> QUOTED TEXT
--
No matter what you use, it seems they always fail and no one is interested.
Even a free app like duolicious has this problem.
No, they used to be more or less good - they all had slightly different vibes instead of being the exact same thing with different fonts. Okcupid used to publish a lot of fun data and was kind of a middle ground, Match was known for being for more “serious” daters, and plenty of fish tended to be a little trashier - not that there wasn’t plenty of overlap, that was just kind of the reputations they had. You could pay for things but you could also do just fine with free accounts, and the ads focused on how many people had had success with them.
Now they’re all owned by the same company and it shows, and they’ve decided dumbing the experience down to the most superficial stuff and letting bots and people advertising OF or their MLMs take over is fine. I don’t think any of them are worth the time they take to download at this point.
Can you be a bit more clear on what you mean by failing?
I’ve met my girlfriend on Tinder and had some nice dates / hookups because of it. Are 98% of the women not intetested because of my average looks and being overweight? Sure, but it’s the 2% that made wit worthwhile. Tinder was getting more expensive depending on your age back then but I think I would use an app again if I needed to.
--
> INFORMATION SUPPLIED

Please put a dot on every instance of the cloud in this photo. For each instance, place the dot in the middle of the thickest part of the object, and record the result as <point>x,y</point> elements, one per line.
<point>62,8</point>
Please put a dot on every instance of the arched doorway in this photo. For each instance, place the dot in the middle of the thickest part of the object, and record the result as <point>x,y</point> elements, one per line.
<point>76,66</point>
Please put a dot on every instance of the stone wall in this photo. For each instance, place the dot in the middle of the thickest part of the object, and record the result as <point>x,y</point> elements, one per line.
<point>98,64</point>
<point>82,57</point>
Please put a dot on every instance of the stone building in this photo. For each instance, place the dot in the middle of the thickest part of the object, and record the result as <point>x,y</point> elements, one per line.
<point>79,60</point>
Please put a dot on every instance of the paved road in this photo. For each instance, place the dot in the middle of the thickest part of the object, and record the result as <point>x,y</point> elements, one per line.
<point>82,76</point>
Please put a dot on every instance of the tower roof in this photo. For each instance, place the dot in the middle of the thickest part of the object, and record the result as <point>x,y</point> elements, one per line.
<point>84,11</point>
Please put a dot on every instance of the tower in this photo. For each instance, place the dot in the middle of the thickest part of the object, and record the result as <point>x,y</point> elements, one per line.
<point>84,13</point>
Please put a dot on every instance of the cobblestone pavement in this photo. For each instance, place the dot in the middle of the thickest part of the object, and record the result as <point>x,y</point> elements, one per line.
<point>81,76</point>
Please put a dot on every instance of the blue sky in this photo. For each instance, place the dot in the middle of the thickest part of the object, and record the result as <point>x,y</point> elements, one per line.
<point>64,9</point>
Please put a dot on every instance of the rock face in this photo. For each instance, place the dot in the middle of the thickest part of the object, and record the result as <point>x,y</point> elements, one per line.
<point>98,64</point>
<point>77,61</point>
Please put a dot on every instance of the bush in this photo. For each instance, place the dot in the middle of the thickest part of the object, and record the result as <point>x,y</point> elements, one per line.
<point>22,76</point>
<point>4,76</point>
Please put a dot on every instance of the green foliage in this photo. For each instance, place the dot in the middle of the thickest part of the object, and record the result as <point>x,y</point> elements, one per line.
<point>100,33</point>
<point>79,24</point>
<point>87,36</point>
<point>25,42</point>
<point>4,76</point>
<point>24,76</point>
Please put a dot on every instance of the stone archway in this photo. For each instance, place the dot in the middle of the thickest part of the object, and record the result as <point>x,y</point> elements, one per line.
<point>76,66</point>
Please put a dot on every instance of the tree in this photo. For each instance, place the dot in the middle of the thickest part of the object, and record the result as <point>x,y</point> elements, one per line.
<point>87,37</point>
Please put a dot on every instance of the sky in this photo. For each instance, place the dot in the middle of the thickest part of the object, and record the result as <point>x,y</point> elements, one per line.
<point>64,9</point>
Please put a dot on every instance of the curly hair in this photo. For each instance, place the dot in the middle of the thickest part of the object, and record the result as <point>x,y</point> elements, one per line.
--
> WHAT YOU NEED TO DO
A) In the dating-app discussion, swap "vibes" for "personalities" and give everything from "Even a free" down to "success with them.".
B) Output everything in the records from their start down to the line containing "<point>62,8</point>" as a two-column CSV with the columns "request" and "reply". Use one row per request, put each field in quotes, and turn line breaks into spaces.

> RESPONSE LIST
A)
Even a free app like duolicious has this problem.
No, they used to be more or less good - they all had slightly different personalities instead of being the exact same thing with different fonts. Okcupid used to publish a lot of fun data and was kind of a middle ground, Match was known for being for more “serious” daters, and plenty of fish tended to be a little trashier - not that there wasn’t plenty of overlap, that was just kind of the reputations they had. You could pay for things but you could also do just fine with free accounts, and the ads focused on how many people had had success with them.

B)
request,reply
"Please put a dot on every instance of the cloud in this photo. For each instance, place the dot in the middle of the thickest part of the object, and record the result as <point>x,y</point> elements, one per line.","<point>62,8</point>"